__PAGE TEXT__
■ ■ ■ ■ ■
I stopped at a bakery in San Mateo, the smell of sugar and yeast mocking the absolute zero in my bank account. I stood there for twenty minutes, staring at a simple chocolate dedication cake, frantically doing the math in my head. If I bought the cake for my mother’s birthday, I wouldn’t have enough gas to get back to my rented room in the slums. I wouldn't even have enough for a single egg to eat tomorrow. I stood there, a thirty-something man who used to manage million-dollar budgets, and I realized I couldn't even afford to buy my mother the sweetness she deserves. I walked back to my motorcycle empty-handed, my chest tight with a shame so acidic it felt like it was dissolving my ribs. I am the eldest son, the dropout who was supposed to be the hero, yet I arrived at her door with nothing but the dust of the road on my clothes.

The birthday lunch was a masterclass in slow-motion psychological torture. My mother, who still spends her weary days volunteering at the barangay hall, had cooked pancit for my "long life"—a bitter irony for someone who has been praying for the clock to stop since 2019.

My father, a retired security guard whose hands are permanently curved from years of gripping a shotgun he never owned, looked at me with a pride that felt like a physical weight. While my older sister sent photos of her life as a nurse in Florida and my younger brother bragged about his caregiver salary in Japan via the family group chat, I sat there and lied.

"How’s the office, anak?" my father asked, his eyes full of a pride I haven't earned. "The traffic in the Metro must be exhausting."

"It’s okay, 'Pa," I lied, the words feeling like shards of glass in my throat. "The new project is demanding, but the management is happy with my performance. Just a lot of overtime lately."

I invented meetings, I complained about "corporate deadlines," and I described an office environment I haven't stepped foot in since I was laid off in 2022. I wore the mask of the successful son so tightly that I could feel my soul suffocating underneath it, all while my stomach screamed in protest from not having a real meal in forty-eight hours.

I couldn't even buy her a gift. I told her it was "delayed in shipping," another lie to add to the pile. I felt like a ghost haunting my own family’s dinner table—a Kulaspiro acting foolishly to protect them from the truth of my depression.
■ ■ ■ ■ ■
__EXTRACTED MATERIAL__
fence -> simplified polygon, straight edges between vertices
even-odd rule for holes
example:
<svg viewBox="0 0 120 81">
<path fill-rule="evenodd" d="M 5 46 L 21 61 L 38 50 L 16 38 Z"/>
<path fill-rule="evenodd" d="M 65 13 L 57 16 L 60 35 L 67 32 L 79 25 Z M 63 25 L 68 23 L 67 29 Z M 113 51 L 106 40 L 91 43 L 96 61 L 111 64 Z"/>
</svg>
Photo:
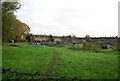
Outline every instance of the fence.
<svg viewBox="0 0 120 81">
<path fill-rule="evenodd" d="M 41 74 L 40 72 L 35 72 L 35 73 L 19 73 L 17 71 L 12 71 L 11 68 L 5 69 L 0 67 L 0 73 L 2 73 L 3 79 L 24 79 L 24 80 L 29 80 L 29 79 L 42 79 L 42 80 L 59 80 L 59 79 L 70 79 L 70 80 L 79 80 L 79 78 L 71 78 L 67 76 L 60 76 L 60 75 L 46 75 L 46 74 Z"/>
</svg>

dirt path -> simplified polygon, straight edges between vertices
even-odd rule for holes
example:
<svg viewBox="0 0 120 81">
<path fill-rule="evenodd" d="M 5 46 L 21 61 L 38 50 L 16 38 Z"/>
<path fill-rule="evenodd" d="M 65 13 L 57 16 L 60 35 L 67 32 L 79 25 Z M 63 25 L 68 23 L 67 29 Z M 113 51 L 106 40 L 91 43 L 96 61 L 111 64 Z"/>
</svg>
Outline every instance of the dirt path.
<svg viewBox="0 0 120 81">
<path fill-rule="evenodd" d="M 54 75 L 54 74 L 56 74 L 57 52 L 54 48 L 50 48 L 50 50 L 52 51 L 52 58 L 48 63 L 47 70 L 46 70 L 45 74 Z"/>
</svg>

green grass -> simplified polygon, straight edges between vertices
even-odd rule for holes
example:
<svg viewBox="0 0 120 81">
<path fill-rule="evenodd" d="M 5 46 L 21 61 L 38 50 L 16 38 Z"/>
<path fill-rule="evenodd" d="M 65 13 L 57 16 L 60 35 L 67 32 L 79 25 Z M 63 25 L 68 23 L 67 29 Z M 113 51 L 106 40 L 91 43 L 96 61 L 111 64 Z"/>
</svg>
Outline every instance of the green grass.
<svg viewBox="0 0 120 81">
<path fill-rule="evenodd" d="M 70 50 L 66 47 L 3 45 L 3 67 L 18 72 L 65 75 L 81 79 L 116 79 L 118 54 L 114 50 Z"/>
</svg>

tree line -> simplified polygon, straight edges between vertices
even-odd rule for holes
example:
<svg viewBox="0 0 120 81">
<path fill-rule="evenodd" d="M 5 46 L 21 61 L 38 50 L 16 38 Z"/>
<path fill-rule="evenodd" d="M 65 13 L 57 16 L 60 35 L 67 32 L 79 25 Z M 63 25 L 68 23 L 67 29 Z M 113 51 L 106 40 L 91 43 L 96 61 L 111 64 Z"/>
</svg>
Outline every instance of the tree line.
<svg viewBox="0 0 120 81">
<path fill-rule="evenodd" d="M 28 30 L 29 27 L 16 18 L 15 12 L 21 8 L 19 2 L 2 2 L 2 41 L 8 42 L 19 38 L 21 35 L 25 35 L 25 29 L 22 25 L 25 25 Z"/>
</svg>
■ ■ ■ ■ ■
In the birthday lunch text, what dish did the mother cook for the narrator's "long life"? The records were taken from a different source than the text.

Pancit.